- [REQUIRED WORK]
For this exercise, retype every record below exactly and keep the pictures out.

▬▬▬▬▬▬

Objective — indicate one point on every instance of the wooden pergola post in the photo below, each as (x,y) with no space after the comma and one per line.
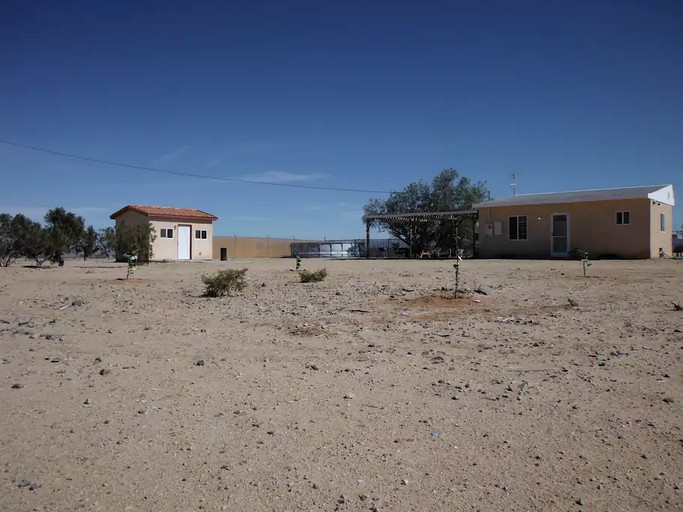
(367,239)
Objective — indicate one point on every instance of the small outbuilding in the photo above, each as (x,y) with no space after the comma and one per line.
(633,222)
(181,233)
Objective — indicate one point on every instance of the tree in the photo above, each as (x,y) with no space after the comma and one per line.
(9,247)
(64,233)
(106,240)
(134,239)
(89,242)
(448,192)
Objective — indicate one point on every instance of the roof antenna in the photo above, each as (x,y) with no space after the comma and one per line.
(514,184)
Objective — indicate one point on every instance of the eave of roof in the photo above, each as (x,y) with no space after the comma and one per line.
(165,212)
(661,193)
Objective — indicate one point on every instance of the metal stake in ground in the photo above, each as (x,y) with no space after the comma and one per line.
(456,266)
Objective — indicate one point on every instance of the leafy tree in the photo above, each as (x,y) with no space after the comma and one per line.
(64,233)
(448,192)
(89,242)
(106,239)
(37,244)
(135,239)
(9,248)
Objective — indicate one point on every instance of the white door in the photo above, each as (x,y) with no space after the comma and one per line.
(560,235)
(184,242)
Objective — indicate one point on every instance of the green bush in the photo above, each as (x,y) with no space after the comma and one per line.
(313,277)
(224,282)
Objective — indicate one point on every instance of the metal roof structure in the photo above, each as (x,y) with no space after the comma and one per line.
(662,193)
(422,215)
(165,212)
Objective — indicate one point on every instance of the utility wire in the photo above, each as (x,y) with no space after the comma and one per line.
(183,173)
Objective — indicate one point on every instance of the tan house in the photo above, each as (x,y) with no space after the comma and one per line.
(634,222)
(181,233)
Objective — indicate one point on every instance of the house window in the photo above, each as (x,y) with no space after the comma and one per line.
(623,217)
(517,227)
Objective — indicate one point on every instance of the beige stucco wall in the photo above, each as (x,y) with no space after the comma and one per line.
(241,247)
(167,248)
(658,237)
(592,227)
(131,218)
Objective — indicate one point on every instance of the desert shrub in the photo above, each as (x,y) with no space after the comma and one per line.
(313,277)
(224,282)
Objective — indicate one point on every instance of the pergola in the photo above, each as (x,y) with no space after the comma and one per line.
(416,217)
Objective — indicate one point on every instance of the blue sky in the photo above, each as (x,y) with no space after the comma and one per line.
(349,94)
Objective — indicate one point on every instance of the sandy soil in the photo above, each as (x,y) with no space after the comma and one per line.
(373,390)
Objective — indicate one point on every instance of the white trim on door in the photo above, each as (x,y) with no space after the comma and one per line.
(184,242)
(552,236)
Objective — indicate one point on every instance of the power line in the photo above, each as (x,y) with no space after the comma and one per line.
(184,173)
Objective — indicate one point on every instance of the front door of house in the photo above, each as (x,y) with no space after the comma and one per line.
(184,242)
(560,235)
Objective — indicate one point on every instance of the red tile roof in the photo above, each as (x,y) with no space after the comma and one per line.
(165,212)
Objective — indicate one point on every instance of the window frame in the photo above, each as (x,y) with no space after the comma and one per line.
(623,214)
(517,226)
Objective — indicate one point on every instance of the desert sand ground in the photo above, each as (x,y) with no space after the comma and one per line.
(372,390)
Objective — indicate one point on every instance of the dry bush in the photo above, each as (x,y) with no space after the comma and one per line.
(313,277)
(224,282)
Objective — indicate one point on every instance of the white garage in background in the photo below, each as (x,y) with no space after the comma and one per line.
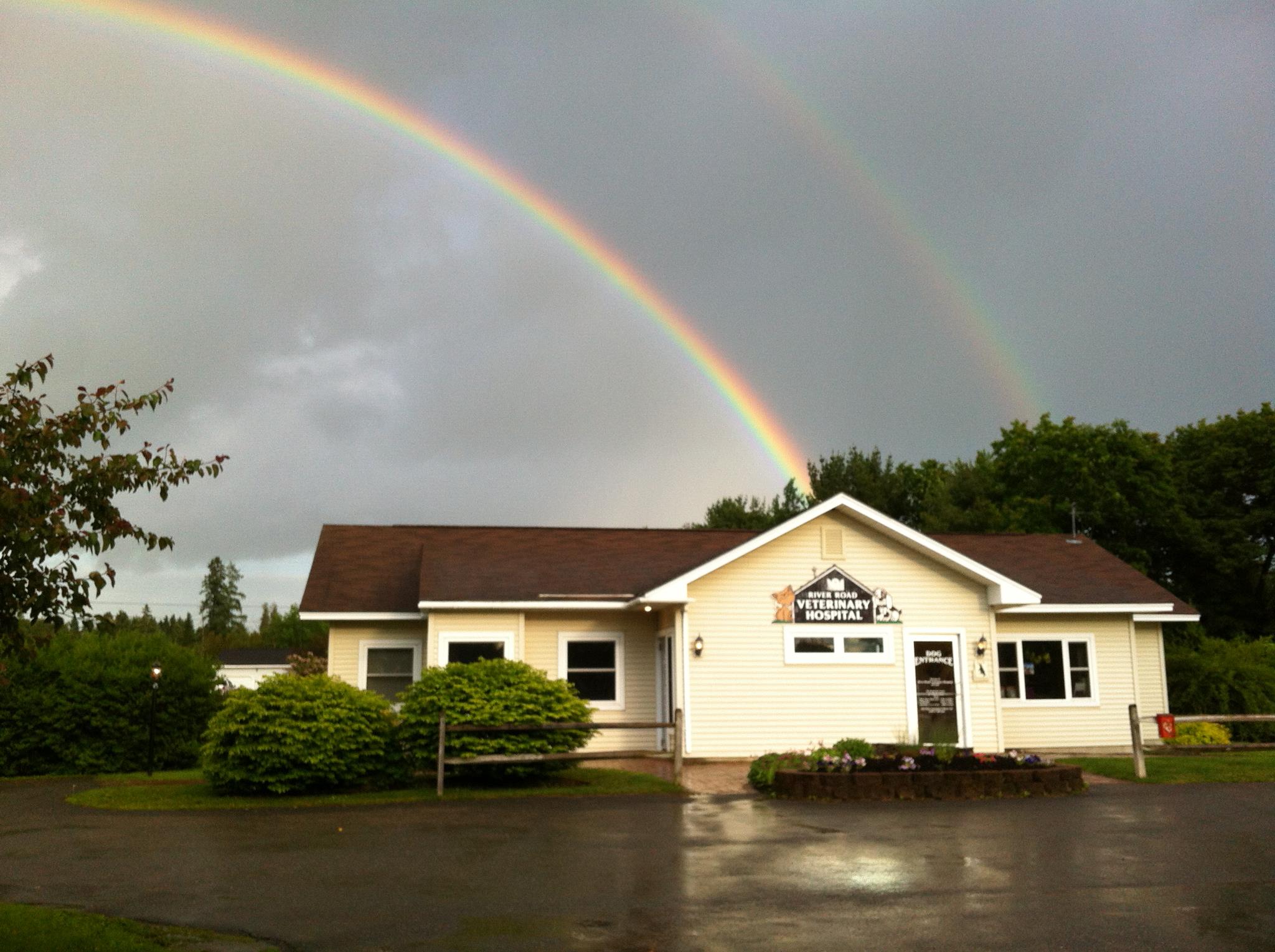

▬▬▬▬▬▬

- [SOLUTION]
Objective — indicate one point on every instance of the wooden pergola post in the photo below, each as (x,y) with no space after the comma and one per line.
(367,239)
Objective — indicate one point on every instance of the small outbuilding in the photo above, each as (x,y) with no space after the comma and one per line.
(633,222)
(181,233)
Objective — indicate one point on every instance of the tree in the photo above, each as (x,y) with no space after the comma and one per line.
(9,247)
(64,233)
(106,240)
(134,239)
(89,242)
(448,192)
Objective — indicate one point on every instance of the roof antenna in the photo above, each as (x,y) with no space after the comma and one per line.
(514,184)
Objective — indicate one point on every instance of the eave of roof in the photo above, each as (x,y) with no space after the comma and one per line.
(165,212)
(661,193)
Objective — indicate one point on every instance of the metal stake in ground in the photo above, each as (x,y) with no space after the comma and one per line.
(456,266)
Objective — indicate one point on every instance of the leafy tree in the photo above, each as (x,y) with no space after the comma and one per line.
(64,233)
(448,192)
(89,242)
(106,239)
(37,244)
(135,239)
(9,248)
Objective — indicate one point on every instance of the white door in the photo above, each as (x,y) with no space after the comma and one per line.
(560,235)
(184,242)
Objective — indicate one point on every instance of the green bush in the photo above, each as (x,y) with no space after the comma and one per line.
(313,277)
(224,282)
Objective — indicate one point on every instance of the metal roof structure in the photo above, each as (x,y) with no space after the comma and one per line.
(662,193)
(422,215)
(165,212)
Objective — indicate one point on every instance of the utility wire in the photo above, each as (x,y) with no space after the comma and one per line.
(183,173)
Objective — indicate one point on every instance of the tan house in the photo above, each as (x,y) with no space after the comma and one per line.
(634,222)
(181,233)
Objective — indicate one point on every instance of the house window in the photo above, each as (x,y) with no space after the comma and one per line.
(623,217)
(517,227)
Objective — indicate one point on every instance of the beige stucco wall in the photo above, each as (x,y) with no space after the comma and one per line.
(241,247)
(167,248)
(658,237)
(592,227)
(131,218)
Objective — indicate one point on every instance of the desert shrub in the photo above, each as (x,y) with no space after the comma and one per line.
(313,277)
(224,282)
Objective — indicate one point on every instance of the pergola in the photo above, each as (x,y) with no space after the comma and one per line.
(416,217)
Objective — indicate one point on every instance of the blue sky in the photo above, each as (x,y) with no space after the comma and one per line.
(349,94)
Objective — indicate one point on every instance of the sandy soil in the photo above, each as (x,y) with no space after the comma and one per line.
(373,390)
Objective — indicate one point on every instance of the white trim on door in the photo above, each as (x,y) with no space after the comma and one per line.
(184,242)
(552,236)
Objective — indicate one point on every instance of the power line in the photo above, each as (x,y) with no space after the comma and one per line.
(184,173)
Objective — indicate one point on every instance of the front door of house in the photo above, each as (x,y) with no space after the comma and one per line.
(184,242)
(560,235)
Objective — indicate one point on every instance of the red tile roof in the photo above, each as (x,y) with no space after the comma and one per line.
(165,212)
Objective — indicate one point on every instance of the window frame in the photo above, each as (x,y) with no space after the comma and one per line.
(623,214)
(517,226)
Objective — indicate one point on every instance of the desert sand ground in the photo above, each as (x,y) with no space after the comma and one per line.
(372,390)
Objective — indicate one point on every instance of the dry bush in the photo above, each as (x,y) with no space after the comma and one per line.
(313,277)
(224,282)
Objective — indicate one point on every instance of the white garage in background in the photo below, each as (x,y) with no space after the comma and one per line.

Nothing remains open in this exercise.